◆ Extract to read
════════════════

I don't know if they count as experts, but the folks on PTI put the Pacers on the food chain and not the Celtics. Wilbon and Kornheiser discuss how they'll play against the Pistons without even discussing whether or not they can take the Celtics.

Bill Simmons says Celtics in 6. 

THE SPORTS NETWORK:

Bill Gillespie says Boston in 6. 

CNNSI:

Marty Burns says Pacers in 6. 

If anyone else can find some predictions, post a link and I'll add them here.


----------



## LX (Oct 14, 2004)

Marty Burns CNNSI
http://sportsillustrated.cnn.com/2005/writers/marty_burns/04/21/celtics.pacers/index.html


----------



## Al Jefferson (Nov 20, 2003)

Well..

This expert Phear Da Pierce...
Says C's in 6 

PdP


----------



## PacersguyUSA (Sep 1, 2002)

Tinsley probably won't be playing in the playoffs, or at least the first round.

The point guard situation will be:

Anthony Johnson/Eddie Gill


----------



## KingHandles (Mar 19, 2005)

Celtics in 5 baby...I can feel it in the air...GrEeN 17


----------



## Pacers Fan (Aug 25, 2002)

PacersguyUSA said:


> Tinsley probably won't be playing in the playoffs, or at least the first round.
> 
> The point guard situation will be:
> 
> Anthony Johnson/Eddie Gill


And Freddie Jones.


----------



## Bsktbllplayr25 (Feb 10, 2005)

i also have to say celtics in 6, and maybe i perhaps am an expert as well..


----------



## agoo (Jun 1, 2003)

PacersguyUSA said:


> Tinsley probably won't be playing in the playoffs, or at least the first round.
> 
> The point guard situation will be:
> 
> Anthony Johnson/Eddie Gill


Well that is certainly exciting news. I'd love to see the C's win with the Pacers having all nonsuspended players healthy, but I'm willing to settle.


----------



## agoo (Jun 1, 2003)

To clarify, there will be a series thread and then separate game threads for each game. The game thread should be more play by play and analysis of individual performances in that game. The series thread (that's this one) should be more analysis of the series and how each game will impact it.


----------



## ZWW (Jan 17, 2004)

Celtics in 4.

Ok, here's my real prediction:

Celtics in 7.


----------



## AoK-TripleDouble (Feb 28, 2005)

════════════════

◆ Listed records

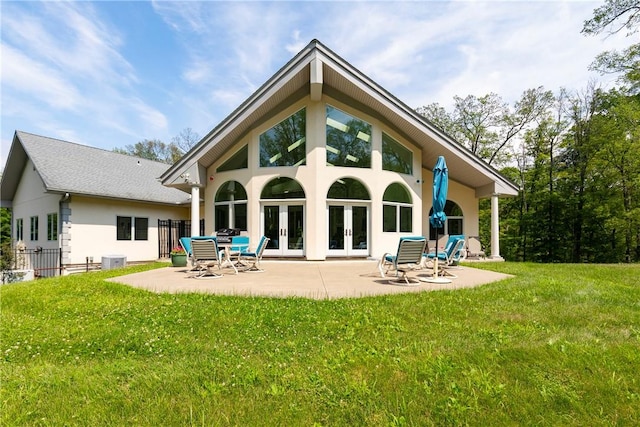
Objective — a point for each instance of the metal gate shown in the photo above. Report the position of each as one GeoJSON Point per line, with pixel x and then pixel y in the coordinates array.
{"type": "Point", "coordinates": [170, 231]}
{"type": "Point", "coordinates": [43, 262]}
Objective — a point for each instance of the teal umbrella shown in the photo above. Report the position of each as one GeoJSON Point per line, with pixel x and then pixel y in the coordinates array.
{"type": "Point", "coordinates": [440, 187]}
{"type": "Point", "coordinates": [438, 217]}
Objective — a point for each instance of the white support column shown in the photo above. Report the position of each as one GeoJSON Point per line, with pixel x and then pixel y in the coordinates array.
{"type": "Point", "coordinates": [195, 210]}
{"type": "Point", "coordinates": [495, 228]}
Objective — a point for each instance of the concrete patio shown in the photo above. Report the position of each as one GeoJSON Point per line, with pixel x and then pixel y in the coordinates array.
{"type": "Point", "coordinates": [307, 279]}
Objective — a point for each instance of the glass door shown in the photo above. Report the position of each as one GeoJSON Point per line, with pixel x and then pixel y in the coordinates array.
{"type": "Point", "coordinates": [348, 230]}
{"type": "Point", "coordinates": [284, 225]}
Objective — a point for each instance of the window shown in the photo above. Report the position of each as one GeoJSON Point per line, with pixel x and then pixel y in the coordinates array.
{"type": "Point", "coordinates": [282, 188]}
{"type": "Point", "coordinates": [19, 229]}
{"type": "Point", "coordinates": [52, 226]}
{"type": "Point", "coordinates": [348, 140]}
{"type": "Point", "coordinates": [238, 161]}
{"type": "Point", "coordinates": [124, 227]}
{"type": "Point", "coordinates": [285, 143]}
{"type": "Point", "coordinates": [397, 209]}
{"type": "Point", "coordinates": [453, 225]}
{"type": "Point", "coordinates": [230, 206]}
{"type": "Point", "coordinates": [142, 228]}
{"type": "Point", "coordinates": [34, 228]}
{"type": "Point", "coordinates": [396, 157]}
{"type": "Point", "coordinates": [348, 188]}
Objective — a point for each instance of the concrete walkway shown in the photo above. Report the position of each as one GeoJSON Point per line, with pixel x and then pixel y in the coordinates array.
{"type": "Point", "coordinates": [307, 279]}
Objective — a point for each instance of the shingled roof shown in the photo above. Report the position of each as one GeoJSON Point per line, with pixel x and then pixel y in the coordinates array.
{"type": "Point", "coordinates": [67, 167]}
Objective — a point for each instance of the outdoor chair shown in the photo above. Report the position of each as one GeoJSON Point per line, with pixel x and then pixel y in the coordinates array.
{"type": "Point", "coordinates": [185, 242]}
{"type": "Point", "coordinates": [206, 256]}
{"type": "Point", "coordinates": [447, 257]}
{"type": "Point", "coordinates": [475, 249]}
{"type": "Point", "coordinates": [238, 245]}
{"type": "Point", "coordinates": [253, 258]}
{"type": "Point", "coordinates": [407, 257]}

════════════════

◆ Directions
Answer these questions from the forum thread:
1. Under The Sports Network, how many games does Bill Gillespie predict Boston will need?
2. Which two players does PacersguyUSA name for the point guard situation?
3. What does ZWW give as the real prediction?
Rely solely on the forum thread for your answers.

◆ Output for this task
1. Six games.
2. Anthony Johnson and Eddie Gill.
3. Celtics in 7.